● **What is asked**
In the stretch of items from the line containing "target: woman's smiling face" through the line containing "461 272 L 455", swap "smiling" for "laughing" and give those lines again with everything else unchanged.

● **Entries shown**

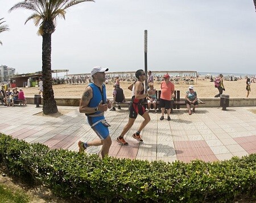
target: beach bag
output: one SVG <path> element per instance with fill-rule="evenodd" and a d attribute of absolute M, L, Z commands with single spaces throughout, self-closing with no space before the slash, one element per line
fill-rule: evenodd
<path fill-rule="evenodd" d="M 214 80 L 214 86 L 218 88 L 220 86 L 220 78 L 217 78 Z"/>

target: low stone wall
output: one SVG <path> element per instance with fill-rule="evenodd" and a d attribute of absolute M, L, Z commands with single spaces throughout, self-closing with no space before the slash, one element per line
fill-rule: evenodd
<path fill-rule="evenodd" d="M 34 104 L 34 98 L 33 97 L 27 97 L 27 103 Z M 55 101 L 58 106 L 79 106 L 81 98 L 80 97 L 55 97 Z M 205 104 L 199 104 L 199 107 L 219 107 L 220 105 L 220 98 L 200 98 L 201 101 L 205 102 Z M 127 100 L 128 101 L 130 100 Z M 41 103 L 43 104 L 43 98 L 42 98 Z M 121 105 L 122 106 L 127 106 L 127 105 Z M 229 106 L 255 106 L 256 98 L 230 98 Z M 185 106 L 181 106 L 181 107 L 185 107 Z"/>

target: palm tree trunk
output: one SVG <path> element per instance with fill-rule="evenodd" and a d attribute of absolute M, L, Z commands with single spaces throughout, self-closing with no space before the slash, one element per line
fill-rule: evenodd
<path fill-rule="evenodd" d="M 256 0 L 253 0 L 253 2 L 254 3 L 255 9 L 256 10 Z"/>
<path fill-rule="evenodd" d="M 43 35 L 42 45 L 42 76 L 43 88 L 43 112 L 44 114 L 50 114 L 58 111 L 57 103 L 54 100 L 52 82 L 52 69 L 51 64 L 51 34 Z"/>

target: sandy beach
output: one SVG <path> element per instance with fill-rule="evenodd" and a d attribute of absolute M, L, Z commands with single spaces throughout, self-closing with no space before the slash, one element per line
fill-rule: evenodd
<path fill-rule="evenodd" d="M 229 95 L 230 98 L 246 98 L 247 91 L 246 88 L 246 79 L 238 81 L 224 81 L 224 86 L 226 90 L 224 94 Z M 80 97 L 84 91 L 87 84 L 80 85 L 53 85 L 54 96 L 56 97 Z M 113 84 L 106 84 L 108 98 L 113 98 Z M 126 98 L 131 97 L 131 92 L 127 87 L 126 81 L 120 82 L 120 86 L 123 89 Z M 210 82 L 209 79 L 199 78 L 195 82 L 194 89 L 197 93 L 198 98 L 213 98 L 218 93 L 218 89 L 214 86 L 214 82 Z M 189 85 L 180 81 L 179 84 L 175 84 L 175 89 L 180 90 L 180 97 L 185 96 Z M 160 85 L 154 82 L 154 86 L 156 90 L 160 90 Z M 256 83 L 251 84 L 251 91 L 250 92 L 249 98 L 256 98 Z M 38 93 L 38 88 L 23 88 L 25 96 L 34 97 L 34 94 Z"/>

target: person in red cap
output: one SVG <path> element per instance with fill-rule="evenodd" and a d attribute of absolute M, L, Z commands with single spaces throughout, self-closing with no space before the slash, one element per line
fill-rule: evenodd
<path fill-rule="evenodd" d="M 166 74 L 164 76 L 164 81 L 161 83 L 161 96 L 160 97 L 160 106 L 161 107 L 162 116 L 160 120 L 164 119 L 164 111 L 167 110 L 167 120 L 171 121 L 171 100 L 172 94 L 174 93 L 174 85 L 170 81 L 170 76 Z"/>

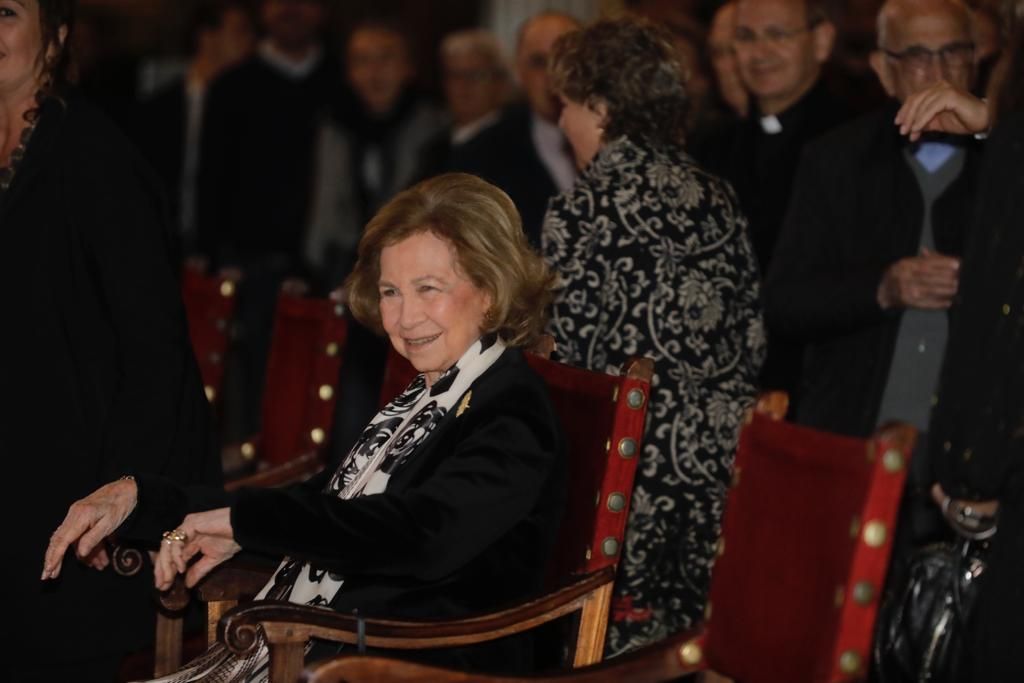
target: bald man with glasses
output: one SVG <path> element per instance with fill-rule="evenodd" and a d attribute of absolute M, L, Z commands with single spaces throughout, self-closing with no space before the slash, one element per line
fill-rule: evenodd
<path fill-rule="evenodd" d="M 893 120 L 940 80 L 970 88 L 971 36 L 959 0 L 889 0 L 871 66 L 891 101 L 806 150 L 765 287 L 768 324 L 807 343 L 803 424 L 854 436 L 893 420 L 928 429 L 980 143 L 909 142 Z M 897 562 L 942 531 L 924 455 L 912 461 Z"/>

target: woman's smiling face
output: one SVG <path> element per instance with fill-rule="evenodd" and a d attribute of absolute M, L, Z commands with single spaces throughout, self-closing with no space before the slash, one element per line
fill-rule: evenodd
<path fill-rule="evenodd" d="M 461 272 L 455 248 L 430 231 L 385 247 L 380 273 L 384 331 L 433 384 L 480 337 L 490 295 Z"/>

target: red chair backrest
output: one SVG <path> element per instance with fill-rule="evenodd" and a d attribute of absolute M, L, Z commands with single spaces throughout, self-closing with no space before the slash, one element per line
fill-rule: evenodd
<path fill-rule="evenodd" d="M 280 465 L 322 447 L 331 433 L 341 352 L 348 335 L 340 293 L 306 298 L 286 284 L 278 296 L 263 384 L 260 458 Z"/>
<path fill-rule="evenodd" d="M 618 562 L 640 457 L 653 364 L 634 359 L 621 376 L 572 368 L 534 353 L 526 358 L 548 385 L 568 443 L 568 490 L 549 584 Z M 416 376 L 389 351 L 381 402 Z"/>
<path fill-rule="evenodd" d="M 712 572 L 711 669 L 744 683 L 865 676 L 915 438 L 905 425 L 859 439 L 751 417 Z"/>
<path fill-rule="evenodd" d="M 181 298 L 188 318 L 199 371 L 206 397 L 220 397 L 224 380 L 224 356 L 230 341 L 230 326 L 237 301 L 236 282 L 225 275 L 209 275 L 199 264 L 188 263 L 181 273 Z"/>

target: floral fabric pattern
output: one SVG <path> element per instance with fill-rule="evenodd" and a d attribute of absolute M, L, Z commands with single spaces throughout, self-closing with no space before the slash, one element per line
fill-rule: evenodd
<path fill-rule="evenodd" d="M 703 612 L 742 417 L 764 361 L 759 273 L 732 188 L 681 150 L 605 144 L 552 200 L 559 357 L 654 360 L 648 424 L 608 627 L 609 656 Z"/>

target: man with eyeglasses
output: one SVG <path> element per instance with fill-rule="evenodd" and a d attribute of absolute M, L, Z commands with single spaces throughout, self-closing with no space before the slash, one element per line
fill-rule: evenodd
<path fill-rule="evenodd" d="M 854 436 L 893 420 L 928 428 L 978 143 L 910 143 L 893 119 L 940 80 L 970 88 L 971 35 L 961 0 L 889 0 L 871 66 L 892 101 L 805 152 L 765 287 L 769 324 L 807 342 L 804 424 Z M 913 458 L 897 560 L 941 529 L 924 455 Z"/>
<path fill-rule="evenodd" d="M 822 83 L 836 39 L 820 0 L 736 0 L 733 50 L 752 105 L 745 119 L 697 150 L 729 180 L 751 225 L 762 272 L 771 264 L 804 144 L 850 117 L 851 108 Z M 799 404 L 803 349 L 768 329 L 761 385 L 784 389 Z"/>
<path fill-rule="evenodd" d="M 509 94 L 509 72 L 495 34 L 456 31 L 441 41 L 441 85 L 450 125 L 423 148 L 420 177 L 451 169 L 452 155 L 497 123 Z"/>
<path fill-rule="evenodd" d="M 508 193 L 538 248 L 548 200 L 575 181 L 575 162 L 558 128 L 561 103 L 551 89 L 548 55 L 558 38 L 579 28 L 575 18 L 552 11 L 523 23 L 515 54 L 523 101 L 506 108 L 498 123 L 452 156 L 451 170 L 479 175 Z"/>

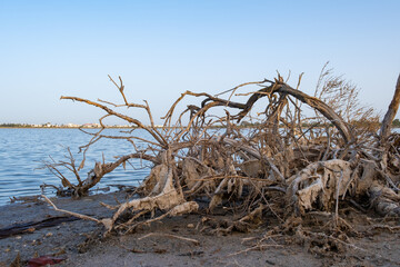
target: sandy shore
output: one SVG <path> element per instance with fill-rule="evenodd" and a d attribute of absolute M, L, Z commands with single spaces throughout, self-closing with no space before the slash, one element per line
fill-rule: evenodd
<path fill-rule="evenodd" d="M 59 208 L 103 218 L 111 216 L 112 210 L 99 201 L 113 205 L 114 198 L 122 201 L 124 194 L 53 201 Z M 6 205 L 0 207 L 0 214 L 1 229 L 63 216 L 44 202 Z M 106 239 L 91 239 L 101 229 L 93 221 L 68 220 L 41 229 L 31 227 L 0 239 L 0 266 L 9 266 L 18 253 L 21 266 L 41 255 L 64 258 L 56 266 L 400 266 L 399 231 L 377 229 L 371 235 L 352 238 L 354 249 L 349 247 L 344 254 L 324 257 L 310 253 L 307 244 L 291 244 L 284 236 L 271 238 L 261 250 L 254 250 L 268 225 L 246 234 L 222 236 L 201 231 L 199 221 L 203 216 L 168 218 L 134 234 Z"/>

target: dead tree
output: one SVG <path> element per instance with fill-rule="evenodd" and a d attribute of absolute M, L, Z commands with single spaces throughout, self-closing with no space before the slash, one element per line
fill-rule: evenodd
<path fill-rule="evenodd" d="M 139 105 L 127 100 L 121 78 L 119 83 L 111 81 L 121 93 L 121 105 L 61 97 L 106 112 L 99 120 L 102 128 L 91 134 L 92 140 L 84 149 L 101 138 L 119 138 L 132 144 L 134 150 L 114 162 L 96 162 L 86 180 L 77 176 L 78 185 L 66 182 L 77 195 L 86 194 L 101 177 L 132 158 L 148 160 L 153 165 L 150 175 L 137 190 L 139 198 L 116 207 L 108 206 L 116 209 L 111 218 L 99 220 L 82 216 L 104 225 L 107 233 L 130 231 L 139 225 L 166 216 L 191 212 L 199 208 L 196 199 L 200 197 L 209 200 L 210 212 L 227 201 L 230 205 L 239 204 L 238 208 L 241 208 L 243 216 L 233 221 L 230 229 L 243 228 L 250 218 L 261 216 L 263 211 L 271 212 L 281 221 L 291 210 L 300 217 L 310 211 L 326 211 L 338 219 L 339 201 L 349 198 L 359 201 L 364 196 L 369 198 L 369 207 L 378 212 L 400 215 L 400 138 L 390 135 L 390 123 L 399 105 L 400 78 L 380 136 L 376 135 L 373 128 L 366 128 L 361 135 L 357 121 L 346 121 L 331 106 L 290 87 L 281 76 L 273 81 L 264 79 L 240 85 L 223 92 L 230 93 L 226 99 L 220 97 L 223 93 L 211 96 L 186 91 L 162 118 L 162 128 L 154 126 L 148 102 Z M 261 89 L 238 92 L 251 86 Z M 248 98 L 244 102 L 233 101 L 236 96 Z M 200 105 L 189 105 L 180 113 L 176 111 L 182 99 L 188 97 L 201 99 Z M 252 118 L 250 112 L 266 98 L 268 103 L 256 118 L 259 123 L 243 132 L 240 121 Z M 318 116 L 304 117 L 301 105 L 309 106 Z M 347 110 L 352 110 L 354 103 L 349 101 L 347 105 Z M 118 112 L 120 107 L 144 109 L 149 121 L 143 122 Z M 226 109 L 224 116 L 213 115 L 218 107 Z M 111 116 L 129 122 L 132 130 L 126 136 L 102 135 L 106 128 L 103 120 Z M 182 122 L 186 116 L 188 122 Z M 137 129 L 147 131 L 151 138 L 143 139 L 134 135 Z M 146 142 L 147 147 L 139 148 L 138 140 Z M 387 144 L 384 149 L 381 147 L 382 140 Z M 54 162 L 48 167 L 56 175 L 60 174 Z M 76 172 L 76 168 L 70 170 Z M 63 176 L 60 178 L 66 179 Z M 270 201 L 277 201 L 277 205 L 286 202 L 290 209 L 273 209 Z M 149 212 L 156 215 L 156 210 L 162 214 L 147 220 L 139 219 Z M 121 220 L 121 216 L 127 212 L 130 219 Z"/>

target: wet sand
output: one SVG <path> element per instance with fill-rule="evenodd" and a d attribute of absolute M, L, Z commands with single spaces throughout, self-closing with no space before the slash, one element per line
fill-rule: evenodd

● **Solved exercise**
target: woman's laughing face
output: one SVG <path> element per instance with fill-rule="evenodd" and a d attribute of absolute M, L, Z commands with single spaces throughout, self-closing with no space before the slash, one element per line
fill-rule: evenodd
<path fill-rule="evenodd" d="M 461 272 L 455 248 L 430 231 L 385 247 L 380 273 L 384 331 L 433 384 L 480 337 L 490 295 Z"/>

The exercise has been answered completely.